▶ [INSTRUCTIONS FOR THE TASK]: Pick out each line of the items below that contains the string "display". Case counts.

#####

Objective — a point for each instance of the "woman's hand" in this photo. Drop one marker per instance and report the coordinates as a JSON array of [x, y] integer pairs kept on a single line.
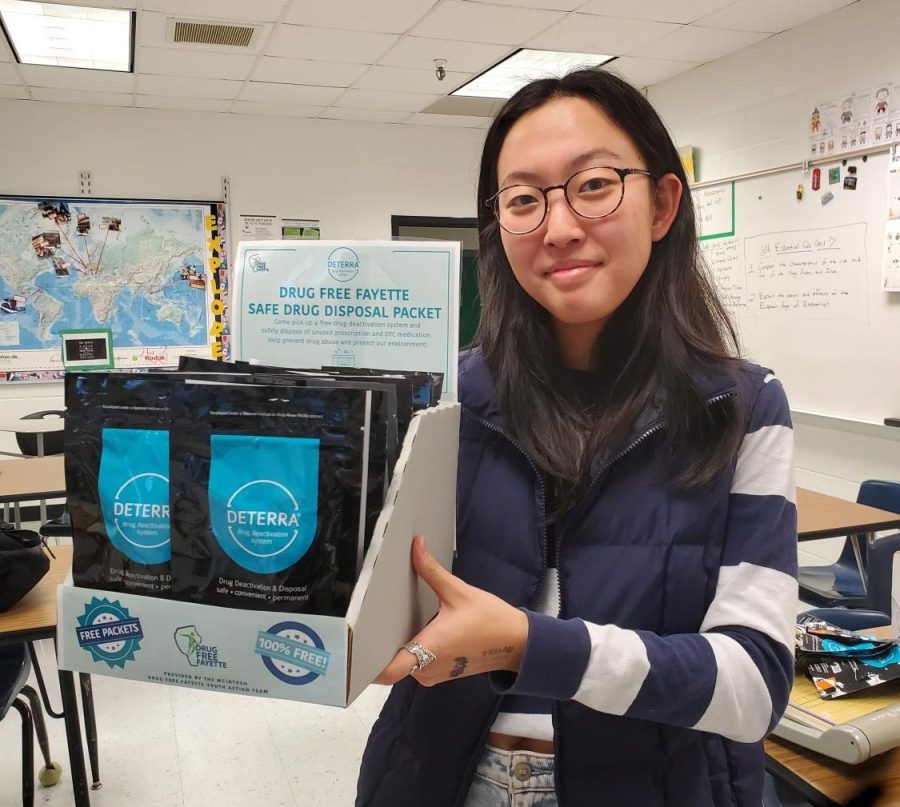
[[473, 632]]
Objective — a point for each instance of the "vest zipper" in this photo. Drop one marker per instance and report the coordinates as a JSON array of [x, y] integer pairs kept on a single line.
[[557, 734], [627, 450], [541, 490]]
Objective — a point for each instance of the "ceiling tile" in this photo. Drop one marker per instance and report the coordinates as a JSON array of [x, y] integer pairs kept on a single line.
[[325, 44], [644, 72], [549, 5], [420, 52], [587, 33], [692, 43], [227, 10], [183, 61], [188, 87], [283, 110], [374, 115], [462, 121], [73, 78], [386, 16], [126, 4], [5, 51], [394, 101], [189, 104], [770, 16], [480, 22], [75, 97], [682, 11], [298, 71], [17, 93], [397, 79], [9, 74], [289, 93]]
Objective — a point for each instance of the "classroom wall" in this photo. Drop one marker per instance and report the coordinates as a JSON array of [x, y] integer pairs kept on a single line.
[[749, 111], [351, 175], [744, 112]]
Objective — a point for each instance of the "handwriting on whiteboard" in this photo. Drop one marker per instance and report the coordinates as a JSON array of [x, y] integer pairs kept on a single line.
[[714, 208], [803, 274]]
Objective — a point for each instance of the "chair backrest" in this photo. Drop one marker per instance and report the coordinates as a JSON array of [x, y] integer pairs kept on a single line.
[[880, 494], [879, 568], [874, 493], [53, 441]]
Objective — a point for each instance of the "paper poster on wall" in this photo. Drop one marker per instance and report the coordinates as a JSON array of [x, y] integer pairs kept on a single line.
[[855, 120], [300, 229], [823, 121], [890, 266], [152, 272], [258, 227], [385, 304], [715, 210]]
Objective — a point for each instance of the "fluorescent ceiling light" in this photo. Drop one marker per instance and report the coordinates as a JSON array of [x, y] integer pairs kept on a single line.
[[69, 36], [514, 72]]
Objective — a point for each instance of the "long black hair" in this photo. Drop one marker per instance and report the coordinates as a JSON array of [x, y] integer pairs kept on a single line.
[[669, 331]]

#####

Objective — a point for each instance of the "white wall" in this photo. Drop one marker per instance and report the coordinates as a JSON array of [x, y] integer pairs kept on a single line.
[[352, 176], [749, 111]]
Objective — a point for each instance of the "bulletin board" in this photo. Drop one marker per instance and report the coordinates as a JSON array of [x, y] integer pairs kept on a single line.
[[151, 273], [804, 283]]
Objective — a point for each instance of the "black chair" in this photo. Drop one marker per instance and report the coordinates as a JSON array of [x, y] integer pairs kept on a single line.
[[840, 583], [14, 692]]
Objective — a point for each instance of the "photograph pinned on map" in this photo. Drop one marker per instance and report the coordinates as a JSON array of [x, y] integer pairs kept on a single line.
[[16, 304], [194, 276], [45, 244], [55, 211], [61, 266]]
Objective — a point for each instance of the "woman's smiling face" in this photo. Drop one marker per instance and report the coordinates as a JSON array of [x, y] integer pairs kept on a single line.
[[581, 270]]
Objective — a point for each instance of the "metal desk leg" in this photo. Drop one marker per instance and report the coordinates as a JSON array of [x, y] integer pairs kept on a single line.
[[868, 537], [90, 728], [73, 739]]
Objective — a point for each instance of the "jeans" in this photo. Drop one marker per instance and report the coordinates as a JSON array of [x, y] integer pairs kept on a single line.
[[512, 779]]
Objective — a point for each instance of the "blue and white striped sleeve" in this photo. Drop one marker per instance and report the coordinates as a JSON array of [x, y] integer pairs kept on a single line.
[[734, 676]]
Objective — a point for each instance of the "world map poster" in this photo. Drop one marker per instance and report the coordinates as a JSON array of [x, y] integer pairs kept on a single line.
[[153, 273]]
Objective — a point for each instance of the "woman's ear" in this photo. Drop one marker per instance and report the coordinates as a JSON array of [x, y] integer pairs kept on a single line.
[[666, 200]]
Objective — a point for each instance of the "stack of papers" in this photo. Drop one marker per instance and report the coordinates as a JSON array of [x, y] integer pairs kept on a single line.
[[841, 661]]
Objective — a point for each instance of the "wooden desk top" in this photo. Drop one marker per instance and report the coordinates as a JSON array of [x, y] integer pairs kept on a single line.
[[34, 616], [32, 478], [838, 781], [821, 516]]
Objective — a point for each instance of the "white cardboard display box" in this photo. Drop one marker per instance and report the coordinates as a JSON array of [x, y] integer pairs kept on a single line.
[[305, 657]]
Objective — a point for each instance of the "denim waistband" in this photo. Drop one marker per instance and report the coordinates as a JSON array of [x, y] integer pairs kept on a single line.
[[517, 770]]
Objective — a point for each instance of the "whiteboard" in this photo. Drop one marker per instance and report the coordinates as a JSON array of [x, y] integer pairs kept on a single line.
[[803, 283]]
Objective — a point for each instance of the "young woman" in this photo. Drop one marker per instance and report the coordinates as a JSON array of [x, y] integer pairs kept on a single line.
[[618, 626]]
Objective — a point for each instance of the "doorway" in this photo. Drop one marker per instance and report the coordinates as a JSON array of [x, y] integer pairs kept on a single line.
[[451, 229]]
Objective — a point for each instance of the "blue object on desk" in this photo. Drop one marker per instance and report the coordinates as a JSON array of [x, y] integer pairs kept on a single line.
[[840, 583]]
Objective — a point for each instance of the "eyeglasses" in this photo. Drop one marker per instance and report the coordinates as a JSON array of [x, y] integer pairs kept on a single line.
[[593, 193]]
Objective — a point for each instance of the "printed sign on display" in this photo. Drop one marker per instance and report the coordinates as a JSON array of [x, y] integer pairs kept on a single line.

#####

▶ [SOLUTION]:
Objective — a point for each instance of the "white cardboard display box" in this photo. Drop one marker per instance and report the coordinates as a JSON array of [x, y] integer pairs kept on a single line.
Objective — a point for each instance of the "printed sign on display" in this photo. Drop one marker per instance and report the coordinates as a JSON array of [x, y] integer pairs kept on a single line.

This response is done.